**What to do:** Reproduce every one of the records below word for word and character for character, leaving out the pictures.

**Task material:**
_ _ _ _ _ _ _

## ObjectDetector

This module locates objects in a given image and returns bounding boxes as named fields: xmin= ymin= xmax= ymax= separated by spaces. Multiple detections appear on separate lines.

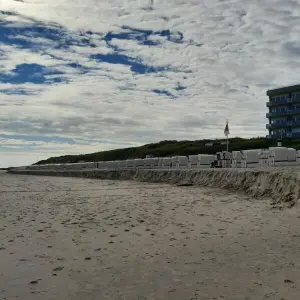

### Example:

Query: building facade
xmin=266 ymin=85 xmax=300 ymax=139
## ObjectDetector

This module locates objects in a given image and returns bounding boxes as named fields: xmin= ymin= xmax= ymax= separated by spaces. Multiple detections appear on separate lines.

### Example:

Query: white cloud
xmin=0 ymin=0 xmax=300 ymax=166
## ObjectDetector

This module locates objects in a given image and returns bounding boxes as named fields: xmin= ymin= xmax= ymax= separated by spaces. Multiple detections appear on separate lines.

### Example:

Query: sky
xmin=0 ymin=0 xmax=300 ymax=167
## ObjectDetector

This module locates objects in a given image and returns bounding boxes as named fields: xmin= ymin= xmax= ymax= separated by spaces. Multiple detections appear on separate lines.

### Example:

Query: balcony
xmin=266 ymin=120 xmax=300 ymax=130
xmin=266 ymin=123 xmax=287 ymax=130
xmin=266 ymin=94 xmax=300 ymax=107
xmin=266 ymin=132 xmax=300 ymax=140
xmin=266 ymin=108 xmax=300 ymax=118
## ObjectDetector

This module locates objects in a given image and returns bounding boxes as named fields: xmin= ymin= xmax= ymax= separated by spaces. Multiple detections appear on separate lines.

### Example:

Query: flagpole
xmin=226 ymin=134 xmax=229 ymax=152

_ _ _ _ _ _ _

**Answer to this problem:**
## ObjectDetector

This module locates objects in a given image and returns bounding boxes as named fields: xmin= ymin= xmax= ymax= separated by spaces. Multiple detections appear on separate lines.


### Example:

Query: building facade
xmin=266 ymin=85 xmax=300 ymax=139
## ObjectDetector

This module locates objects in a given image and returns bounding boxes as named fields: xmin= ymin= xmax= ymax= separated by spaces. Multiple detections appear on separate lines.

### Example:

Query: white cloud
xmin=0 ymin=0 xmax=300 ymax=166
## ObjectDetector

This module locates objects in a given image and returns bounding boxes as named fields: xmin= ymin= xmax= ymax= separated by spaces. Multiple detections appear on separate lines.

### Example:

Query: sky
xmin=0 ymin=0 xmax=300 ymax=167
## ObjectDetector

This module locates objects in a given image and returns bounding boxes as named fields: xmin= ymin= xmax= ymax= separated by spaces. Multiple detections appear on separate lines.

### Example:

Query: balcony
xmin=266 ymin=120 xmax=300 ymax=130
xmin=266 ymin=123 xmax=287 ymax=130
xmin=266 ymin=94 xmax=300 ymax=107
xmin=266 ymin=132 xmax=300 ymax=140
xmin=266 ymin=108 xmax=300 ymax=118
## ObjectDetector

This module locates objects in a given image and returns bounding boxes as named fields: xmin= ymin= xmax= ymax= separated by spaces. Multiple detections appear on separate lines.

### Example:

Query: flagpole
xmin=226 ymin=134 xmax=229 ymax=152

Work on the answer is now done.